Report every line of the material below that contains the word "dock", copying each such line in full. Letter case counts.

- MATERIAL SHOWN
──────────

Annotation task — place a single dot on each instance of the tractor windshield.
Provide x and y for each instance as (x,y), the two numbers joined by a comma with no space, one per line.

──────────

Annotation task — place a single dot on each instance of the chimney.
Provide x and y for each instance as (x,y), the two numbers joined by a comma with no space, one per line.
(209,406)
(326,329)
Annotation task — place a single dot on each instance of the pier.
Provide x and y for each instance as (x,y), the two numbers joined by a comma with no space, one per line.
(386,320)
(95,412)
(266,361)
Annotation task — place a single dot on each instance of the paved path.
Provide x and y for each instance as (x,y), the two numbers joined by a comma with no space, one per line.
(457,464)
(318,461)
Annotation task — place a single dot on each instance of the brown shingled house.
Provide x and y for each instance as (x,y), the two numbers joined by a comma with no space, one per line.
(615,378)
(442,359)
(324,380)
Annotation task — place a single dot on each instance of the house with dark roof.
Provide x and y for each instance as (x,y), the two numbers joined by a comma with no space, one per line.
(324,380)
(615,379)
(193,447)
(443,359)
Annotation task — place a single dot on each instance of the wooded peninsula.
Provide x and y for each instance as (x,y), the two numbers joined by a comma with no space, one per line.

──────────

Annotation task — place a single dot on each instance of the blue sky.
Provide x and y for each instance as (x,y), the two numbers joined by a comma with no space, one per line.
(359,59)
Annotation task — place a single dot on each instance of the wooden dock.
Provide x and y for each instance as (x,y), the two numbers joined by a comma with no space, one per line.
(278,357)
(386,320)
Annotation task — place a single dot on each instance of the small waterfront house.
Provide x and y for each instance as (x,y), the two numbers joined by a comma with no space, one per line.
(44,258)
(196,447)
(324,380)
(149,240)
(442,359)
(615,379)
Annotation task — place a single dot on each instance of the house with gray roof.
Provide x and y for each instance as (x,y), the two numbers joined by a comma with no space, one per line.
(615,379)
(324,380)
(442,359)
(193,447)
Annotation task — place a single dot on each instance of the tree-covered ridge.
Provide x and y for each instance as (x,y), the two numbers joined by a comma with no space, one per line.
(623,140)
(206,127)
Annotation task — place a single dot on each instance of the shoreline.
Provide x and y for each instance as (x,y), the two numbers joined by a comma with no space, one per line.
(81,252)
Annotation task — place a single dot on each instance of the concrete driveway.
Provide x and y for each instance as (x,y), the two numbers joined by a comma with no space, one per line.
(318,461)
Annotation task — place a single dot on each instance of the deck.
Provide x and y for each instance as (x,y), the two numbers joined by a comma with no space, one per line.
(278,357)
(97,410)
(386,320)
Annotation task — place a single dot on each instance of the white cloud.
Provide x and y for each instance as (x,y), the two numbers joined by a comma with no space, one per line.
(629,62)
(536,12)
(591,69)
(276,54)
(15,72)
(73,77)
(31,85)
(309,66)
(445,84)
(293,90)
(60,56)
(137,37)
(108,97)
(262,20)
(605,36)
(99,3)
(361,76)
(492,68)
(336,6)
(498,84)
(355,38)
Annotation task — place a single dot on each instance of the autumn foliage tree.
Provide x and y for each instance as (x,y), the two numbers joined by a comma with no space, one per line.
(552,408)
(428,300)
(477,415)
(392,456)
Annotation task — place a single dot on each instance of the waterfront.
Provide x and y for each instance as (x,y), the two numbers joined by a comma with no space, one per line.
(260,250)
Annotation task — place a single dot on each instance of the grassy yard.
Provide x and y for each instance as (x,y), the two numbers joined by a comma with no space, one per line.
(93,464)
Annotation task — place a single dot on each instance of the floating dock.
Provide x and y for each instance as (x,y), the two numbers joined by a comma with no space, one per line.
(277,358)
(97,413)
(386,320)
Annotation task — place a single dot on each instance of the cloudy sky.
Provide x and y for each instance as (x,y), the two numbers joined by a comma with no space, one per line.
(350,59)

──────────

- SOLUTION TO THIS EXERCISE
Annotation task — place a single dot on each instance of the wooden dock.
Annotation task — place a single dot on each instance of the floating dock.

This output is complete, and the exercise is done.